- Source material:
▬▬▬
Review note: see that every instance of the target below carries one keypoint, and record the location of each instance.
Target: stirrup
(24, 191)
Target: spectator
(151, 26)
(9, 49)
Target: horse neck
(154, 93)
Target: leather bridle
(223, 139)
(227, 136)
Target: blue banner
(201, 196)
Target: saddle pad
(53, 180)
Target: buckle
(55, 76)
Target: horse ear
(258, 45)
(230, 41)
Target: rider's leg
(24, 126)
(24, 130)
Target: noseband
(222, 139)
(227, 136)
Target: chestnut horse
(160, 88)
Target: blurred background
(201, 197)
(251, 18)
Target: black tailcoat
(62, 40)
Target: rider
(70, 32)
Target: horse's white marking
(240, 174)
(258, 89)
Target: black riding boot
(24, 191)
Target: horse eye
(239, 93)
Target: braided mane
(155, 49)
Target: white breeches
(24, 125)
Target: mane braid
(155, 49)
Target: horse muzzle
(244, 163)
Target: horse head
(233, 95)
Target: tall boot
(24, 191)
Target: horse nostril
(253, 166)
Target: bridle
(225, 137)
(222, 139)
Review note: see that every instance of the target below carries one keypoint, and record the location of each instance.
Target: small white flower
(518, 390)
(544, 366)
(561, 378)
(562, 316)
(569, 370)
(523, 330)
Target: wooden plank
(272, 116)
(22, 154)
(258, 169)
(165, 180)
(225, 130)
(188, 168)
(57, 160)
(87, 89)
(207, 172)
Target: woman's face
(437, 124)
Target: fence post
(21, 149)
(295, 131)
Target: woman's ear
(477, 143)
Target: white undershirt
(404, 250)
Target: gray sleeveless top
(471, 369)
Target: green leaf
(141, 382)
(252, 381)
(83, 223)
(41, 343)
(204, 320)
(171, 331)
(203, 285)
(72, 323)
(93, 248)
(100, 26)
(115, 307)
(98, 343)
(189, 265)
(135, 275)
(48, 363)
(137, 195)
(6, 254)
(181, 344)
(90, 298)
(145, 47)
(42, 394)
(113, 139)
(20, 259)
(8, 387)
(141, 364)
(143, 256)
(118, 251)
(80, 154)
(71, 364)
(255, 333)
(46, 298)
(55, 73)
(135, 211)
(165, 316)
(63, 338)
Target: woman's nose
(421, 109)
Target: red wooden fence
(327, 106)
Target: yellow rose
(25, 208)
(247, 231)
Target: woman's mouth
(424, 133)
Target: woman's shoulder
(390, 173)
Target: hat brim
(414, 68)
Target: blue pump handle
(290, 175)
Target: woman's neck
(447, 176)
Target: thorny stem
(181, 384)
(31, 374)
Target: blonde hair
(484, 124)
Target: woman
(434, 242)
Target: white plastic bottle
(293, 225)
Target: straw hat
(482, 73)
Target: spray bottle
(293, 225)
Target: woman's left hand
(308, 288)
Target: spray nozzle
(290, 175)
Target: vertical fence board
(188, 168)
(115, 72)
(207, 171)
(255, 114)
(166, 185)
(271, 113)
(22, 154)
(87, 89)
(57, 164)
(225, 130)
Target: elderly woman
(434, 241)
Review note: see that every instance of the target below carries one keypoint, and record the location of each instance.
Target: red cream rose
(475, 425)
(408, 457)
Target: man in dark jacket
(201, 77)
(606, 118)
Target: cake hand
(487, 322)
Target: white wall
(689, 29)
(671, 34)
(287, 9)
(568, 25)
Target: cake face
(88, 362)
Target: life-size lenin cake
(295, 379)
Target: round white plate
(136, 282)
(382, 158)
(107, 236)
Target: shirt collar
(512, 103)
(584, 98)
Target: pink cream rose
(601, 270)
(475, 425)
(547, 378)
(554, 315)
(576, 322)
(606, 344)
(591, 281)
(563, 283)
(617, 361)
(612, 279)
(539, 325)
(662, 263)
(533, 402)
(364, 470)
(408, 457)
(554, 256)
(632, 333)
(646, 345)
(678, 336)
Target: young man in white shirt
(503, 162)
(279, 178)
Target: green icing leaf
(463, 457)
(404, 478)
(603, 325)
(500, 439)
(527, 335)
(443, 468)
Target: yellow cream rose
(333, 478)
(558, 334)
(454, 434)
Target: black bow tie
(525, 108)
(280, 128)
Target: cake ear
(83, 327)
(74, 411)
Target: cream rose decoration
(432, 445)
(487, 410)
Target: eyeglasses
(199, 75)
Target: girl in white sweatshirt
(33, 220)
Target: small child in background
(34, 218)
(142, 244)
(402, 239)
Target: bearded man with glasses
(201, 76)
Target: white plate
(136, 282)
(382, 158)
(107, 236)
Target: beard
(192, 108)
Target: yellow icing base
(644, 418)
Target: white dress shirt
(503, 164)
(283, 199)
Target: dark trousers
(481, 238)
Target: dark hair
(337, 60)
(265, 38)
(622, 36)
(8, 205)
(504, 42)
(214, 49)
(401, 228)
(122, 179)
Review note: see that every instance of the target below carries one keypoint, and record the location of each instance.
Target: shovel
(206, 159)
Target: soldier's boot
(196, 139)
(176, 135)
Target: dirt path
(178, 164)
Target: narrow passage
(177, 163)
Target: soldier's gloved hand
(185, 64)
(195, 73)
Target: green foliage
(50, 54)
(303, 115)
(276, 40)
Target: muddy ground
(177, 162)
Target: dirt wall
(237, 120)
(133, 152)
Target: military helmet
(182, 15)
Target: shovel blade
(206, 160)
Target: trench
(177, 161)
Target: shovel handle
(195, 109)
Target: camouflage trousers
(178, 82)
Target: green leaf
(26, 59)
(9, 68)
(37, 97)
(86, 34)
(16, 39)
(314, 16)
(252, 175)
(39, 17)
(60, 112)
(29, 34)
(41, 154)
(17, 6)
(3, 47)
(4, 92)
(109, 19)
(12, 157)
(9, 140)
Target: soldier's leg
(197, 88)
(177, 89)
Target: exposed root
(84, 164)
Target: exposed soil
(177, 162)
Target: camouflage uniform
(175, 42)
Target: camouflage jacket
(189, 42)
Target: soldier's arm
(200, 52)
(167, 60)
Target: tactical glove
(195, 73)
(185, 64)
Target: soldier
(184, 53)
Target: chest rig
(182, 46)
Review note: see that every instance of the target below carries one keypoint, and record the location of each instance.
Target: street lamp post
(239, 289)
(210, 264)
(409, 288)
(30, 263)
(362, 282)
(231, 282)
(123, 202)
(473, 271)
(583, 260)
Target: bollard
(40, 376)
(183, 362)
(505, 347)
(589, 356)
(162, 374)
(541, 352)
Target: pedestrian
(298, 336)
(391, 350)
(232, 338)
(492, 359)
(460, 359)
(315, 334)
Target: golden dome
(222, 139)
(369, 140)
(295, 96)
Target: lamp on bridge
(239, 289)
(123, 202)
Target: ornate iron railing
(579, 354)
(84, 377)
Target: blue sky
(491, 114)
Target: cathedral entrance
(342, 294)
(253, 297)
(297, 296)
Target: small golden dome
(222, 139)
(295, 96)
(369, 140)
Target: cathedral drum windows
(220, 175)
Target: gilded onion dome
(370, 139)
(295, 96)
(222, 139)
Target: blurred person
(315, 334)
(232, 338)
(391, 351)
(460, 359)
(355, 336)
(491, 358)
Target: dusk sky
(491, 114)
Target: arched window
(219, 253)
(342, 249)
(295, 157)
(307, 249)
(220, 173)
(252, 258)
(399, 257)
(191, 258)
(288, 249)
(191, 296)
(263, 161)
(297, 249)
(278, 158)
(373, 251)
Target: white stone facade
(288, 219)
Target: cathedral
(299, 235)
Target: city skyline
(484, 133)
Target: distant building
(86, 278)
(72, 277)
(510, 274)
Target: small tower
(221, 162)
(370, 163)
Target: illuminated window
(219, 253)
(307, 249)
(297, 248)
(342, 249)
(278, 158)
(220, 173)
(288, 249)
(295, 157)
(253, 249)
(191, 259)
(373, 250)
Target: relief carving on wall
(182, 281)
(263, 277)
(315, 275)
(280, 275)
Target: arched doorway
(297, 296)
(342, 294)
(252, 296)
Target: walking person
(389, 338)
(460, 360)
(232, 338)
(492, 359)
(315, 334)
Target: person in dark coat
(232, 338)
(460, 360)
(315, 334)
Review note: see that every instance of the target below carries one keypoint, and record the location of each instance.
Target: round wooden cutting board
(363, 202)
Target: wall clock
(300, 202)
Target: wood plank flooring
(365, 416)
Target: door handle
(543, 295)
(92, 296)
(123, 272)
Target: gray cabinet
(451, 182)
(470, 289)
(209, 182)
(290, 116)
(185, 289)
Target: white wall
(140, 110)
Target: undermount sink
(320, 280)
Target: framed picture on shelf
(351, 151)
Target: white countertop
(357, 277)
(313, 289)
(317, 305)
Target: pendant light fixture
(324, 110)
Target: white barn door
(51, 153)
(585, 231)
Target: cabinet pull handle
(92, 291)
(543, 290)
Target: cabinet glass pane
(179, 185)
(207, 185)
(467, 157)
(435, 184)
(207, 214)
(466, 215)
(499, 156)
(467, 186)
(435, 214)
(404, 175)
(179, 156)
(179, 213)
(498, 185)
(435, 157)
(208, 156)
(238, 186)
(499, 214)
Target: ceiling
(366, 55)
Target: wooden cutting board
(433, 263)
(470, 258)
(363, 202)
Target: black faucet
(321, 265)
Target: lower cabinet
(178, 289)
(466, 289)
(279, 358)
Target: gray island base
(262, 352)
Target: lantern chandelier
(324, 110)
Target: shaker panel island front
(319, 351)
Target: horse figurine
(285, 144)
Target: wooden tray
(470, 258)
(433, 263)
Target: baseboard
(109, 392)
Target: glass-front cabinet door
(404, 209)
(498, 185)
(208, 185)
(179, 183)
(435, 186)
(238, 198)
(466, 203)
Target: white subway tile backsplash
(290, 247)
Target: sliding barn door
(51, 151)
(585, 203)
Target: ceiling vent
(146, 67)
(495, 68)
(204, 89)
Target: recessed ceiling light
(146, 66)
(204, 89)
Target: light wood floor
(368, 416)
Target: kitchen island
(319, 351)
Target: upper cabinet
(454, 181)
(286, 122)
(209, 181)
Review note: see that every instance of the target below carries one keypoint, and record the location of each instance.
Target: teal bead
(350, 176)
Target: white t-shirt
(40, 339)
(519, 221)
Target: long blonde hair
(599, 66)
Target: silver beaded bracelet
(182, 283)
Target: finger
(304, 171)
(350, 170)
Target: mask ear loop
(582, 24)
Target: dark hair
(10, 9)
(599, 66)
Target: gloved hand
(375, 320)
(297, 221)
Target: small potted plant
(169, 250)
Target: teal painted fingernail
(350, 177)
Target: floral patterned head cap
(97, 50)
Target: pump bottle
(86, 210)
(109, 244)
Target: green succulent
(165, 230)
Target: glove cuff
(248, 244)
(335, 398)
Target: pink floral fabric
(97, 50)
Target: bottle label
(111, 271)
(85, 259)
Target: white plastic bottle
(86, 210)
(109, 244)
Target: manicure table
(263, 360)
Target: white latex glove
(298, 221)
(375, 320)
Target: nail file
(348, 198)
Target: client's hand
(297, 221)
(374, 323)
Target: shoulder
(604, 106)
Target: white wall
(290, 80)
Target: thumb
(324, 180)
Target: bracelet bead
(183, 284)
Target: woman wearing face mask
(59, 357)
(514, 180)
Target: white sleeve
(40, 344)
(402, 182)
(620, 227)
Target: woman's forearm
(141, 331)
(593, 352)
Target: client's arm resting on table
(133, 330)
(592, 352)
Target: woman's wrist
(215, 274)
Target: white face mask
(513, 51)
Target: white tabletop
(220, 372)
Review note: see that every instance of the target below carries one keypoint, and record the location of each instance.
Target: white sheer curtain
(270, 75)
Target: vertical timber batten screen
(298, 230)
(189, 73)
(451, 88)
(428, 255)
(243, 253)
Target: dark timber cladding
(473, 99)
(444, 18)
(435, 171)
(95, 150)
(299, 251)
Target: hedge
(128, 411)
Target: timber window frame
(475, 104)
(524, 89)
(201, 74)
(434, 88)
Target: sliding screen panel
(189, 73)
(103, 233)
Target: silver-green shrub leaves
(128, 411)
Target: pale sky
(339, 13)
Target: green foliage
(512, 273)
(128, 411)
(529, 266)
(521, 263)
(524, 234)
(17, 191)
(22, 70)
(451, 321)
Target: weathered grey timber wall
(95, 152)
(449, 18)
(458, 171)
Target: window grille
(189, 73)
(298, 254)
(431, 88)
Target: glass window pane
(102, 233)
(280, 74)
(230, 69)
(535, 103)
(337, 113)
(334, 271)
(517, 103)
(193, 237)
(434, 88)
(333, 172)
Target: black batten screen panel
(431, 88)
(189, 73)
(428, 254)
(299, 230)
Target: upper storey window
▬▬▬
Reproduce, with no other lines, the run of lines that begins with the one containing "Target: small potted plant" and ends with the last line of the material.

- Response to this task:
Target: small potted plant
(169, 250)
Target: teal painted fingernail
(350, 177)
Target: floral patterned head cap
(97, 50)
Target: pump bottle
(86, 210)
(109, 244)
Target: green succulent
(165, 230)
Target: glove cuff
(248, 244)
(335, 398)
Target: pink floral fabric
(97, 50)
Target: bottle label
(111, 271)
(85, 259)
Target: white plastic bottle
(86, 210)
(109, 244)
Target: manicure table
(263, 360)
Target: white latex glove
(298, 221)
(375, 320)
Target: nail file
(348, 198)
Target: client's hand
(297, 221)
(374, 323)
Target: shoulder
(604, 106)
Target: white wall
(290, 80)
Target: thumb
(324, 180)
Target: bracelet bead
(183, 284)
Target: woman wearing face mask
(59, 357)
(514, 180)
Target: white sleeve
(40, 344)
(402, 182)
(620, 227)
Target: woman's forearm
(141, 331)
(593, 352)
Target: client's arm resting on table
(133, 330)
(592, 352)
Target: woman's wrist
(215, 274)
Target: white face mask
(513, 51)
Target: white tabletop
(220, 372)
Review note: see that every instance of the target below carries one keypoint, and record the location of each instance.
Target: white sheer curtain
(270, 75)
Target: vertical timber batten screen
(298, 230)
(189, 73)
(451, 88)
(428, 255)
(243, 253)
Target: dark timber cladding
(473, 99)
(444, 18)
(435, 171)
(95, 150)
(299, 251)
Target: hedge
(128, 411)
Target: timber window frame
(475, 104)
(524, 89)
(201, 74)
(434, 88)
Target: sliding screen panel
(189, 73)
(103, 233)
Target: silver-green shrub leaves
(128, 411)
Target: pale sky
(339, 13)
Target: green foliage
(512, 273)
(128, 411)
(529, 266)
(521, 263)
(524, 234)
(17, 191)
(22, 70)
(451, 321)
Target: weathered grey timber wall
(95, 152)
(449, 18)
(458, 171)
Target: window grille
(189, 73)
(298, 254)
(431, 88)
Target: glass window pane
(102, 233)
(280, 74)
(230, 69)
(535, 103)
(337, 113)
(334, 271)
(517, 103)
(193, 237)
(434, 88)
(333, 172)
Target: black batten screen panel
(431, 88)
(189, 73)
(428, 254)
(299, 230)
Target: upper storey window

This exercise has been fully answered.